- [MATERIAL PROVIDED]
BEGIN

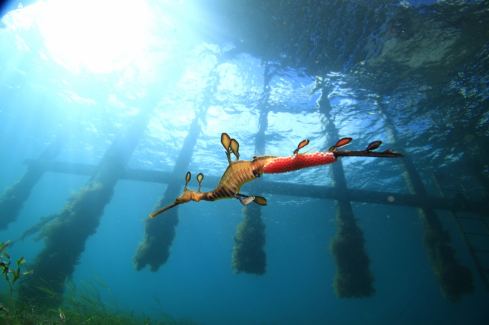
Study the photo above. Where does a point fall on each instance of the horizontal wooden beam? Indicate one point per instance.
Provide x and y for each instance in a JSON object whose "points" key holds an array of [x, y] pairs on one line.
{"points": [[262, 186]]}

END
BEGIN

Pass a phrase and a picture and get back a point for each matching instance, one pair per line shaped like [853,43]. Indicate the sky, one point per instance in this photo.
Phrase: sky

END
BEGIN

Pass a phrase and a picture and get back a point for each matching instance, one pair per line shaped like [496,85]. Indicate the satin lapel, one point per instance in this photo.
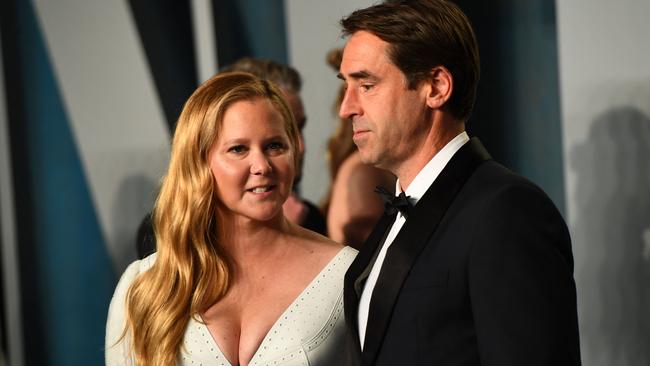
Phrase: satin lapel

END

- [PROBLEM STATEMENT] Among the records above, count the lines that include the word "Pass" and state the number by itself.

- [COMPLETED TASK] 2